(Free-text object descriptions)
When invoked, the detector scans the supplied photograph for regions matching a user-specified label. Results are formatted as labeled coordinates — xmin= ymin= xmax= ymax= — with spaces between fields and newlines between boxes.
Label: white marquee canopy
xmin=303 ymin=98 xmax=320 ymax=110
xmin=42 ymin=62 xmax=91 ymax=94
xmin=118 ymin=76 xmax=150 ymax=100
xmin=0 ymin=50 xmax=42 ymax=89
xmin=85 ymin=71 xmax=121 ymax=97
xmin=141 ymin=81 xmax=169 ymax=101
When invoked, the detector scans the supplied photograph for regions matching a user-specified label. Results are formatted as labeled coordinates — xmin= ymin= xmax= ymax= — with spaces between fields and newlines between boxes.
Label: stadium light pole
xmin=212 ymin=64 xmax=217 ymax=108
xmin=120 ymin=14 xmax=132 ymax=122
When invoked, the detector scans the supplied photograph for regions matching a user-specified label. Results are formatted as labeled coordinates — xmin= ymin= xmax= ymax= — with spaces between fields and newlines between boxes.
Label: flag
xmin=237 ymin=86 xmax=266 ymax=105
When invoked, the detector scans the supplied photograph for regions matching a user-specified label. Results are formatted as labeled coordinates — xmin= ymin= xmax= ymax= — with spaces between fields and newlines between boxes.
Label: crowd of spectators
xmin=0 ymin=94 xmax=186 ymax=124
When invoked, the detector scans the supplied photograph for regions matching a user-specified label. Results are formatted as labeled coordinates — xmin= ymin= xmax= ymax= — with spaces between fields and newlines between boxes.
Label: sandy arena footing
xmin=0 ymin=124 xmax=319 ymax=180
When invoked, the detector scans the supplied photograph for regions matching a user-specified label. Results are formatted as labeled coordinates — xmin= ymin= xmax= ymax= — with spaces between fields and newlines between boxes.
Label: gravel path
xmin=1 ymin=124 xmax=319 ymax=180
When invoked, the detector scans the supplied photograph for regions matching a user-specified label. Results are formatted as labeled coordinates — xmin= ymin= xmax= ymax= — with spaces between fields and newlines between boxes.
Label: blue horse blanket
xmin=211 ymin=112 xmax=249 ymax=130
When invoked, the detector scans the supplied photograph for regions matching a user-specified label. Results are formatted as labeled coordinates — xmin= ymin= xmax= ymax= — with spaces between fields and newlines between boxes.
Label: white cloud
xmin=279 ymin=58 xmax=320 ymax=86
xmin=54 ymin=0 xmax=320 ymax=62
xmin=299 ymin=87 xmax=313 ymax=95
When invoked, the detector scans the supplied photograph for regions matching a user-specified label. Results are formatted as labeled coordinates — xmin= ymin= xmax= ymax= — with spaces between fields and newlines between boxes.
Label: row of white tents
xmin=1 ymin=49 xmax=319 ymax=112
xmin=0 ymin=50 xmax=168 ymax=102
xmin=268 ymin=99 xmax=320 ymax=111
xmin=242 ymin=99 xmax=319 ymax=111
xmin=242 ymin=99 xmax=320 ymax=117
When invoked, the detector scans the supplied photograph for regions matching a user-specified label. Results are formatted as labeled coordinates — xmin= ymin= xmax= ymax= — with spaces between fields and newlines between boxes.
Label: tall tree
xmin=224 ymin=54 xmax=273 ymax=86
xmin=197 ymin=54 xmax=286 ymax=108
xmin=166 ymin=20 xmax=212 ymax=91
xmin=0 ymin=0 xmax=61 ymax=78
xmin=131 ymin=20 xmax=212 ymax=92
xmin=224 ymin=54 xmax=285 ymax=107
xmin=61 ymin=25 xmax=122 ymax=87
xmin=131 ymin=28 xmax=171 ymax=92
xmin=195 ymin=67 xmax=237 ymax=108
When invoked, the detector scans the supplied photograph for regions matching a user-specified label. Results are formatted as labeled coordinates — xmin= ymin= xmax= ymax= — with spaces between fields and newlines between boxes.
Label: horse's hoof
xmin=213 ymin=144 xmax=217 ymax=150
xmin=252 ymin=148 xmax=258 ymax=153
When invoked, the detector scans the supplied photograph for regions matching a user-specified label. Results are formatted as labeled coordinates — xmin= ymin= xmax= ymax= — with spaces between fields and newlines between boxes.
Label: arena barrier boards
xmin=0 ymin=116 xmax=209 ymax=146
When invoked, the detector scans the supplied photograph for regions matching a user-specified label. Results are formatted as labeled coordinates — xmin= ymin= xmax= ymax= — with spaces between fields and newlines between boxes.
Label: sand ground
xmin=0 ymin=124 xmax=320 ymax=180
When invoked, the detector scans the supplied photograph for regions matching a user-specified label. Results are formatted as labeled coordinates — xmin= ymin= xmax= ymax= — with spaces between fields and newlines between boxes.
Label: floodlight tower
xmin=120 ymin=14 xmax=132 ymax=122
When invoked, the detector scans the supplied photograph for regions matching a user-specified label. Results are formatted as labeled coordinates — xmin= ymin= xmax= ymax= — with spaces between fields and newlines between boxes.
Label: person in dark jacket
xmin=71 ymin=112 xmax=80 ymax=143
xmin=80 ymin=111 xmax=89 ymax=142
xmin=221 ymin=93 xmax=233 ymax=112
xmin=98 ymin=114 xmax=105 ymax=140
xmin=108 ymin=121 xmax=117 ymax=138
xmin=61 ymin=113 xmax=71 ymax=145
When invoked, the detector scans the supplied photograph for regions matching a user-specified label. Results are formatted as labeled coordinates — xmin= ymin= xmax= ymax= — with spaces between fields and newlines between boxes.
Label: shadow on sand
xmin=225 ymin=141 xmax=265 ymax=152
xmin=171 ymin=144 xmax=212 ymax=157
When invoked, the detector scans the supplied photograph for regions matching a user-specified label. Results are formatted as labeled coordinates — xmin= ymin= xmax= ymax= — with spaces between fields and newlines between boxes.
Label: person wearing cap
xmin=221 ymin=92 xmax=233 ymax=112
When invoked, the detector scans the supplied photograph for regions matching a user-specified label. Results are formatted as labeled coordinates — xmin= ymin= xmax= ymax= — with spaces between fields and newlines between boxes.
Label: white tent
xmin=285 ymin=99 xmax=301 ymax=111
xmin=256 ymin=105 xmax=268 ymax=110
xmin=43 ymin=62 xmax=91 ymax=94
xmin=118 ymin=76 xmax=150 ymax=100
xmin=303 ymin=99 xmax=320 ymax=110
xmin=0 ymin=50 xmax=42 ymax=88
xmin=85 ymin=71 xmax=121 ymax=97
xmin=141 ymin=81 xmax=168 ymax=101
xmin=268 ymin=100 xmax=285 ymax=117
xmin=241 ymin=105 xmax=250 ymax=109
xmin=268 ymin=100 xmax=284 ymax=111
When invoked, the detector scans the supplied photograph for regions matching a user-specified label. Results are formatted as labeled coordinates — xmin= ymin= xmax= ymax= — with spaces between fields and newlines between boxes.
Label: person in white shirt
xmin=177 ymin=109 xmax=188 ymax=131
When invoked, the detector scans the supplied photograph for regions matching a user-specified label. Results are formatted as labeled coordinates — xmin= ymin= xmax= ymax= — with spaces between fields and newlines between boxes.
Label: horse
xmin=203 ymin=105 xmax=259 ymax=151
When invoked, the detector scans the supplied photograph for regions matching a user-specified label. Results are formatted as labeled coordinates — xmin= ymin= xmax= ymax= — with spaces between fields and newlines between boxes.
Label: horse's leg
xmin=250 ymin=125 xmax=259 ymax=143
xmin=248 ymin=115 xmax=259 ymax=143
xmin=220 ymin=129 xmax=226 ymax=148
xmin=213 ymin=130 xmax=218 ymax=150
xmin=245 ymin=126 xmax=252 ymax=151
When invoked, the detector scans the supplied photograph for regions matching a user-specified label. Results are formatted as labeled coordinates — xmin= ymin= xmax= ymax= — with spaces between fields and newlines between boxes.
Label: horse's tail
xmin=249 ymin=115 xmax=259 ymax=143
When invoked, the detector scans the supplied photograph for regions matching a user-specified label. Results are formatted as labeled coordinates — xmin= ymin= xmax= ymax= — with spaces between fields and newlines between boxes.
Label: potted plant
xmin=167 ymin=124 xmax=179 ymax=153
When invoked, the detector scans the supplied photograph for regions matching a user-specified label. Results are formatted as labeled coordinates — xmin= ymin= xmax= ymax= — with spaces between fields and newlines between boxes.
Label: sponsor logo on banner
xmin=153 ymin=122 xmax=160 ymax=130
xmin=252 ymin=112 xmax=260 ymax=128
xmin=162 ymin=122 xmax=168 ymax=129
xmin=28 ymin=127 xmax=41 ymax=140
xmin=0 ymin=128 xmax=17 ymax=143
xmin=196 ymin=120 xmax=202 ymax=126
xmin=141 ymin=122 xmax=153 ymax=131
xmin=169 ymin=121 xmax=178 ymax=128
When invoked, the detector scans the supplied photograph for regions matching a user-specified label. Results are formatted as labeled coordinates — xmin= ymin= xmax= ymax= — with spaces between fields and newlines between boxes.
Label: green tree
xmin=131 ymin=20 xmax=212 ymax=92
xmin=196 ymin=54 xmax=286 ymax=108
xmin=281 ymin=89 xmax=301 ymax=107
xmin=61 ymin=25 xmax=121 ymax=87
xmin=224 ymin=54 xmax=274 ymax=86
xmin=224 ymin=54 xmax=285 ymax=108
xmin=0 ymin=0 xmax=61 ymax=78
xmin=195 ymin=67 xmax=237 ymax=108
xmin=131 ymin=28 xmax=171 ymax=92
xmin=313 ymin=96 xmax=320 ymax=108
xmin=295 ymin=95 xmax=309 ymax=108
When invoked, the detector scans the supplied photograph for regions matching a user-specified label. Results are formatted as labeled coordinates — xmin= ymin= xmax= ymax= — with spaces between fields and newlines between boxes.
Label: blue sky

### Activity
Would you reproduce, word for word, the lines from the one holding "Label: potted plant" through the final line of the entries, both included?

### Exercise solution
Label: potted plant
xmin=167 ymin=124 xmax=179 ymax=153
When invoked, the detector scans the supplied photograph for regions matching a user-specified label. Results are formatted as labeled coordinates — xmin= ymin= xmax= ymax= — with spaces between fields and newlines between boxes.
Label: sponsor logo on banner
xmin=153 ymin=122 xmax=160 ymax=130
xmin=252 ymin=112 xmax=260 ymax=128
xmin=162 ymin=122 xmax=168 ymax=129
xmin=28 ymin=127 xmax=41 ymax=140
xmin=0 ymin=128 xmax=17 ymax=143
xmin=196 ymin=120 xmax=202 ymax=126
xmin=141 ymin=122 xmax=153 ymax=131
xmin=169 ymin=121 xmax=178 ymax=128
When invoked, the detector scans the supplied photograph for regions matching a user-specified label. Results are formatted as labeled coordinates — xmin= ymin= xmax= ymax= — with spaces between fields and newlines between boxes.
Label: green tree
xmin=131 ymin=20 xmax=212 ymax=92
xmin=196 ymin=54 xmax=286 ymax=108
xmin=281 ymin=89 xmax=301 ymax=107
xmin=61 ymin=25 xmax=121 ymax=87
xmin=224 ymin=54 xmax=274 ymax=86
xmin=224 ymin=54 xmax=285 ymax=108
xmin=0 ymin=0 xmax=61 ymax=78
xmin=195 ymin=67 xmax=237 ymax=108
xmin=131 ymin=28 xmax=171 ymax=92
xmin=313 ymin=96 xmax=320 ymax=108
xmin=295 ymin=95 xmax=309 ymax=108
When invoked, the detector scans the supplied photograph for regions matching a user-specified label. Results are formatted as labeled coordinates — xmin= ymin= xmax= ymax= — with spaces between fields and newlines between boxes.
Label: blue sky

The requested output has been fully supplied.